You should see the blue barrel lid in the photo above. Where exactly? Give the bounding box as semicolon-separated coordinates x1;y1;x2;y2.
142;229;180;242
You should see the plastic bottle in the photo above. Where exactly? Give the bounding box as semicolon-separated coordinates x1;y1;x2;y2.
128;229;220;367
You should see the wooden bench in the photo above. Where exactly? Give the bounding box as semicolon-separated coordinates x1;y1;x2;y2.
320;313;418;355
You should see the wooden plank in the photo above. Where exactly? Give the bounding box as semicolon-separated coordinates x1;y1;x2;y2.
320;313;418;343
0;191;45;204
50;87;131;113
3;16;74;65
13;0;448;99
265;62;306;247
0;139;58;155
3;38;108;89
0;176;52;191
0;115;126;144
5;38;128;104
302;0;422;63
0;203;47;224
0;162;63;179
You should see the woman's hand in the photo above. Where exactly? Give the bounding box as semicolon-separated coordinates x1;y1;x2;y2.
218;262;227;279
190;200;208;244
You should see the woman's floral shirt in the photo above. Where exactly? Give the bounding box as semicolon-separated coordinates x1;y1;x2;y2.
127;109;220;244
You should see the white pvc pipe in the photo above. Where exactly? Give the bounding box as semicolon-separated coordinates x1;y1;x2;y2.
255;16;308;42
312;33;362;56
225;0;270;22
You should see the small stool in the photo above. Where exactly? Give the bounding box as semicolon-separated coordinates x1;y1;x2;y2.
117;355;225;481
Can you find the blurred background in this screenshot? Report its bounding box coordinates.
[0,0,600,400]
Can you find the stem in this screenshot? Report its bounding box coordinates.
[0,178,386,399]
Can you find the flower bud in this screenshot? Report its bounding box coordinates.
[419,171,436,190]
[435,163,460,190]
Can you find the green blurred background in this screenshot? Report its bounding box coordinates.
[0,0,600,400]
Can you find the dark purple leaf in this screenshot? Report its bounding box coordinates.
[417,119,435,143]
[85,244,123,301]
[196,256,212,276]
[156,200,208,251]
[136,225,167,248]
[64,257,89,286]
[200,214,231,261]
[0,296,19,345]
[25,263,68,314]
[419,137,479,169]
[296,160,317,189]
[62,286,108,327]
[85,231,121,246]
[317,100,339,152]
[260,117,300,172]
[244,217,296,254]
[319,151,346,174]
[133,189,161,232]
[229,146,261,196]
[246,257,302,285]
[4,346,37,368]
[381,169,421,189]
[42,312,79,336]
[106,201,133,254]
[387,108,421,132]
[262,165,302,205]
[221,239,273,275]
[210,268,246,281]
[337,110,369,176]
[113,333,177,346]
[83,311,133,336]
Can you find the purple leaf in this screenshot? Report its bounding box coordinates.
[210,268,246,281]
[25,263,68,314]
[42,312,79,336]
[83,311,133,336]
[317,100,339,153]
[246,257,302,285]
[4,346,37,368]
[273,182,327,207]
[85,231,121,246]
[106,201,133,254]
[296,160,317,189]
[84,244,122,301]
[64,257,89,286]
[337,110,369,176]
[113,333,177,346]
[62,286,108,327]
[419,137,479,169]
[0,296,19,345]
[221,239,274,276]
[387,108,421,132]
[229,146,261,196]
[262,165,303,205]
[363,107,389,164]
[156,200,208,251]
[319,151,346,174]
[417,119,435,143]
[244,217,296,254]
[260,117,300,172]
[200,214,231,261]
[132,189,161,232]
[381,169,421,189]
::::::::
The problem:
Count the lines in the records above that contain the string "Report", with uppercase and lowercase letters treated as different, and reply with only that number.

Answer to the task:
6